(Complete the following)
- 1) Rewrite the paragraph of the post on China's environment that begins "One of many well made points" in a shorter form that keeps its main facts.
- 2) From the post on China's environment, transcribe the passage starting with "I finished though" and going on through "last 40-years; half?!".
____ Extracted text
I started the paper highlighted this week thinking, hmm, more panda-hugging belly-aching from do-gooders who don’t understand the necessity of the trade off between development and, shall we call it politely, environmental impact?
I finished though fully persuaded of the correctness of the authors final summary; ‘Without a fundamental mentality shift among top leaders, the main body of policy-makers and the general public to recognize the urgency of climate change and ecological degradation [In China], most issue specific and microscopic amendments and policy changes will bring in incremental changes but not a much needed reversal of the current macro-level trends.‘
The paper isn’t a long read but it’s measured and informed tone make it a powerful one; Fengshi Wu of the Nanyang Technological University and Richard L. Edmonds, an independent contributor take us on a historical tour of China’s relationship with it’s environment highlighting some of the tremendous damage to date. Just one example, according to the WWF half of China’s terrestrial vertebrates have ‘disappeared’ in the last 40-years; half?!
One of many well made points in the paper is that as China’s global footprint grows a low level of awareness of environmental issues may result in China exporting bad habits. Perhaps by moving dirty businesses out to less developed countries or its citizens thinking that it’s all right to collect endangered-animal parts in Africa even if it’s now frowned on at home [Which it isn’t in many parts of the country even today. Ed.].
________
____ Data lines
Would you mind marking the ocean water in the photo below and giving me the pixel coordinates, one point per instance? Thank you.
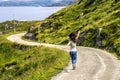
(26, 13)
________
(Results of the tasks)
- 1) The paper warns that as China's global footprint grows, low awareness of environmental issues could lead it to export bad habits. One example is moving dirty businesses to less developed countries. Another is citizens collecting endangered-animal parts in Africa even though the practice is frowned on at home. An editor's note adds that in many parts of the country it still isn't frowned on.

- 2)
I finished though fully persuaded of the correctness of the authors final summary; ‘Without a fundamental mentality shift among top leaders, the main body of policy-makers and the general public to recognize the urgency of climate change and ecological degradation [In China], most issue specific and microscopic amendments and policy changes will bring in incremental changes but not a much needed reversal of the current macro-level trends.‘
The paper isn’t a long read but it’s measured and informed tone make it a powerful one; Fengshi Wu of the Nanyang Technological University and Richard L. Edmonds, an independent contributor take us on a historical tour of China’s relationship with it’s environment highlighting some of the tremendous damage to date. Just one example, according to the WWF half of China’s terrestrial vertebrates have ‘disappeared’ in the last 40-years; half?!